**TEXT BLOCK:**
Here, Defendants argue that the SAC fails to demonstrate how the process used to
manufacture Plaintiff’s implants deviated from the process approved by the FDA. (Moving Br. at
7.)
Defendants contend that, if anything, Plaintiff alleges a design defect, rather than a
manufacturing defect. (Id.) Moreover, Defendants criticize Plaintiff’s allegations as conclusory,
and failing to identify a specific regulatory violation. (Id. at 9.)
Like in D’Addario, here the SAC in this case pleads that by “failing to sterilize the implants
in conformance with the PMA, failing to satisfy the study and follow-up requirements set forth in
the PMA and other federal requirements, failing to maintain procedures to prevent contamination
of equipment or products, and failing to timely and accurately submit adverse event reports on the
occurrences of BIA-ALCL,” Defendants violated the federal requirements because the breast
implants contained unintended manufacturing debris. (SAC ¶ 257.); D’Addario I, 2023 WL
239395, at *5(D.N.J. Jan. 18, 2023.) Moreover, the SAC pleads that this failure resulted in serious
injuries to Plaintiff. (SAC ¶ 262.) Again, this Court concludes that Plaintiff has plausibly pled
that the product was defective and that the defect existed when the product left the manufacturer's
control. Bifolck v. Philip Morris, Inc., 324 Conn. 402, 434 (2016). Accordingly, the Court finds
that the SAC sufficiently alleges that the implants and tissue expanders contained a manufacturing
defect. This part of the Motion to Dismiss will therefore be denied.
C.
Negligent Manufacturing (Count I(D))
Moreover, like in D’Addario, Plaintiff alleges that Defendants negligently manufactured
the Siltex implants by “not controlling the texturing process leaving residual silicone and
polyurethane particles, debris and fragments from the textured elastomer shell on the implant
Case 3:20-cv-10160-ZNQ-TJB Document 48 Filed 05/22/23 Page 8 of 14 PageID: 1457
surface.” (SAC ¶ 305.) As this Court previously observed, “negligent manufacturing is not
preempted, because to the extent such negligence is premised on a violation of FDA requirements,
the state common law duty parallels the federal requirement.” D’Addario II, 2023 WL 239395, at
*5 (citations omitted.) Accordingly, the Court concludes that Plaintiff’s negligent manufacturing
claims as to the MemoryShape are also not preempted. Therefore, the portion of Defendants’
Motion seeking to dismiss Count I(D) will be denied.

**ASSIGNED TASK 1:**
According to the court opinion excerpt, what does the SAC plead the breast implants contained?
**ASSIGNED TASK 2:**
Return the passage of the court opinion excerpt starting at "Here, Defendants argue" and ending at "(Id. at 9.)".
**ASSIGNED TASK 3:**
List every failure by Defendants that the court opinion excerpt quotes from SAC ¶ 257.

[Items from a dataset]
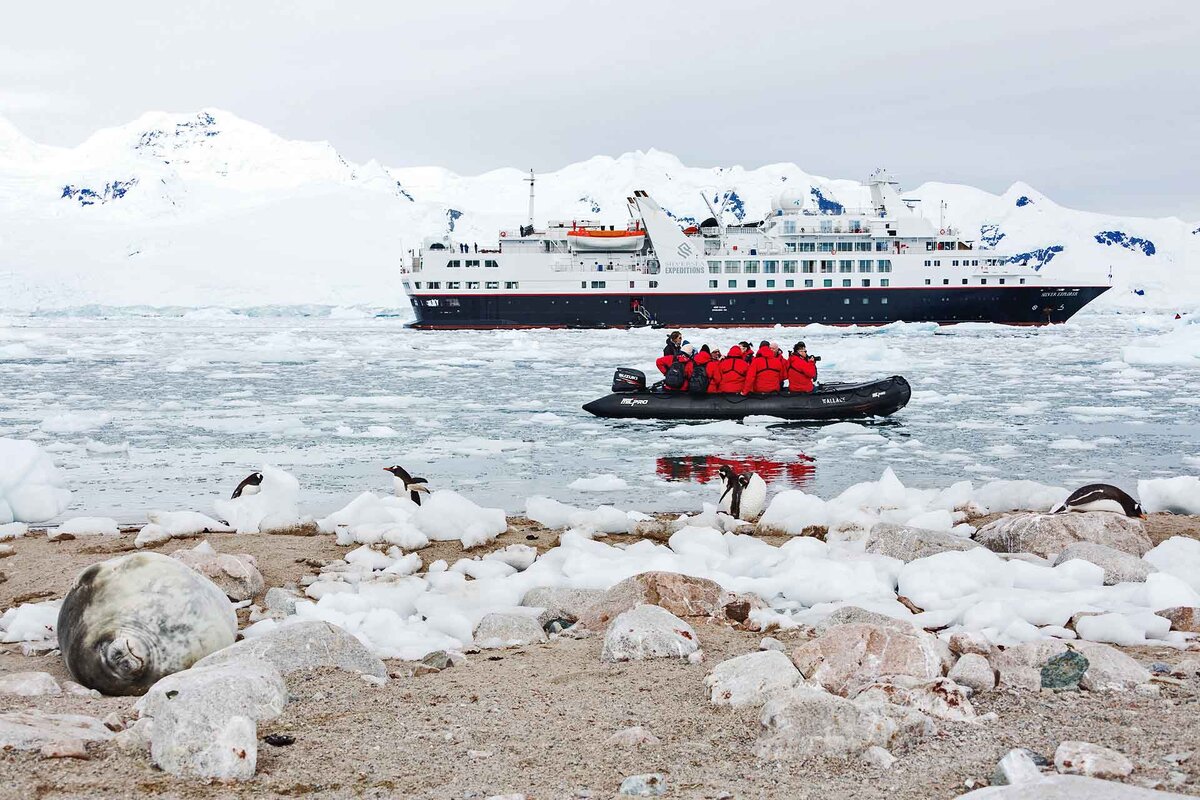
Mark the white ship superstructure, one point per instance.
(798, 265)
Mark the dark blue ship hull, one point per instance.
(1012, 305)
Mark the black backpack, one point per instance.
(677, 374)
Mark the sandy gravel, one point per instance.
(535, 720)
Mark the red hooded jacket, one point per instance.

**ANSWER 1:**
Unintended manufacturing debris.

**ANSWER 2:**
Here, Defendants argue that the SAC fails to demonstrate how the process used to
manufacture Plaintiff’s implants deviated from the process approved by the FDA. (Moving Br. at
7.)
Defendants contend that, if anything, Plaintiff alleges a design defect, rather than a
manufacturing defect. (Id.) Moreover, Defendants criticize Plaintiff’s allegations as conclusory,
and failing to identify a specific regulatory violation. (Id. at 9.)

**ANSWER 3:**
- Failing to sterilize the implants in conformance with the PMA
- Failing to satisfy the study and follow-up requirements set forth in the PMA and other federal requirements
- Failing to maintain procedures to prevent contamination of equipment or products
- Failing to timely and accurately submit adverse event reports on the occurrences of BIA-ALCL